* Begin RECORDED INFORMATION *
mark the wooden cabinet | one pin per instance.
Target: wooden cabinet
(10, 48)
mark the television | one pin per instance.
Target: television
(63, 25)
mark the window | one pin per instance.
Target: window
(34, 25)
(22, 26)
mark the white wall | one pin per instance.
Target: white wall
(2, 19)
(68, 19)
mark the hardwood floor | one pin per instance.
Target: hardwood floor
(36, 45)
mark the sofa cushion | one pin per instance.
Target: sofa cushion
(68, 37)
* End RECORDED INFORMATION *
* Begin RECORDED INFORMATION *
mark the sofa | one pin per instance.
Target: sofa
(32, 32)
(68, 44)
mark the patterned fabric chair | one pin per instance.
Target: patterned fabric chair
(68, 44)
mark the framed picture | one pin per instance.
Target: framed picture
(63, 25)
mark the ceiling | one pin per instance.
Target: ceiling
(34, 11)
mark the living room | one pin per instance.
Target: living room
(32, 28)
* End RECORDED INFORMATION *
WHAT THE TASK REQUIRES
Pick out every line in the records above that contains the string "room" and copy each one. Case counts.

REPLY TO THE TASK
mark the living room | one pin per instance.
Target: living room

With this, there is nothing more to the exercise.